>> BEGIN Task inputs
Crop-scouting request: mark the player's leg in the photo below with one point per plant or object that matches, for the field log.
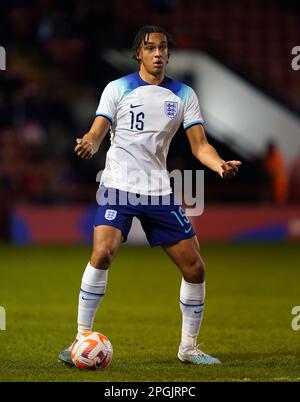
(186, 255)
(107, 240)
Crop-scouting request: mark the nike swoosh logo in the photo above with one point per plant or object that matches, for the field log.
(133, 106)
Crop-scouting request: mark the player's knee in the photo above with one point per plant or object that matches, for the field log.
(102, 257)
(195, 272)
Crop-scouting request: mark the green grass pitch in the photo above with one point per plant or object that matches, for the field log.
(251, 290)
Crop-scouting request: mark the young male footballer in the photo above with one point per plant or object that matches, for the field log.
(144, 110)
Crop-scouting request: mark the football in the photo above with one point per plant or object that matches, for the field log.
(92, 351)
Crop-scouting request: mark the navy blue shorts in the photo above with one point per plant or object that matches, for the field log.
(164, 222)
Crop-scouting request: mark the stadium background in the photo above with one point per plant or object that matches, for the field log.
(58, 60)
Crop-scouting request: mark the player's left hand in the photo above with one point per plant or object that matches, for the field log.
(229, 169)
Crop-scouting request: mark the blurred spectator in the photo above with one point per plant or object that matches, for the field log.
(274, 165)
(295, 180)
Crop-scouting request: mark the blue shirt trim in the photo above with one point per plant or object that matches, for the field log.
(132, 81)
(105, 115)
(194, 123)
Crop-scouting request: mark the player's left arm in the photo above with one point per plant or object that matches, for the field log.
(208, 155)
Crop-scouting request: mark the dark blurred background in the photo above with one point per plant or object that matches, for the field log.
(56, 71)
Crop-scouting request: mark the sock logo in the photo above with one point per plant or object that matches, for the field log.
(110, 214)
(296, 320)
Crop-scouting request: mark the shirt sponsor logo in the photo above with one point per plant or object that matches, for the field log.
(171, 109)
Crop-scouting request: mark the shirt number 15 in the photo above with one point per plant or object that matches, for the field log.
(137, 121)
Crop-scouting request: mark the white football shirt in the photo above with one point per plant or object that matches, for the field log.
(144, 118)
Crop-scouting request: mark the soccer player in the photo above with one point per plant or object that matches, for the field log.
(143, 111)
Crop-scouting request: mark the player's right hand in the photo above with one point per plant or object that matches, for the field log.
>> END Task inputs
Short task: Reproduce every row above word for word, leaving out the picture.

Full answer:
Crop-scouting request: mark the player's leg in the photo below with one point per plant or object that matches, for the field log.
(186, 255)
(107, 240)
Crop-scouting request: mark the nike swoosh logo in the photo above with one point per plant or object that matches, for the field log.
(133, 106)
Crop-scouting request: mark the player's knee in the photo above with one point per plant or object that matches, for the field log.
(102, 257)
(195, 272)
Crop-scouting request: mark the green grass pitch in the photo above with one point per plant or object that matches, for the field log.
(251, 290)
Crop-scouting request: mark the young male footballer in the photo above with one point per plant or object that matches, for the field log.
(144, 110)
Crop-scouting request: mark the football in the photo above with one point per plant or object that matches, for the field log.
(92, 351)
Crop-scouting request: mark the navy blue shorts in the photo above with one point per plant or object that matches, for the field log.
(164, 222)
Crop-scouting request: mark the stadium background in the photo above with one point per plant or object that matches, for the field log.
(58, 60)
Crop-scouting request: mark the player's left hand in the photo above with one point per plant or object that matches, for the field log.
(229, 169)
Crop-scouting request: mark the blurred spectator in the photo above with one point per plant or object that matches, for the field log.
(274, 165)
(295, 180)
Crop-scouting request: mark the blue shirt trim in the photo above with one point per plant or object that matches, for the field log.
(132, 81)
(105, 115)
(194, 123)
Crop-scouting request: mark the player's left arm in the photo above with one point per plant or object that matches, for the field log.
(208, 155)
Crop-scouting request: mark the dark blurred background in the photo above with one point per plant or object that matches, for the field log.
(56, 71)
Crop-scouting request: mark the sock logo in the photo above with one point per plant or object that matches, for the field log.
(110, 214)
(296, 320)
Crop-scouting request: mark the shirt sponsor logo in the photo above with one point per plant or object that matches, for the field log.
(171, 109)
Crop-scouting request: mark the shirt number 15 in the photo above with one point per plant or object that matches, for the field log.
(137, 121)
Crop-scouting request: mark the white football shirt in the photo above with one point per plant or object that matches, for the field log.
(144, 118)
Crop-scouting request: mark the soccer player in the photo above with one point per plant or object that matches, for the field log.
(143, 111)
Crop-scouting request: mark the player's right hand in the photo above with one point per plant or object that matches, for the field log.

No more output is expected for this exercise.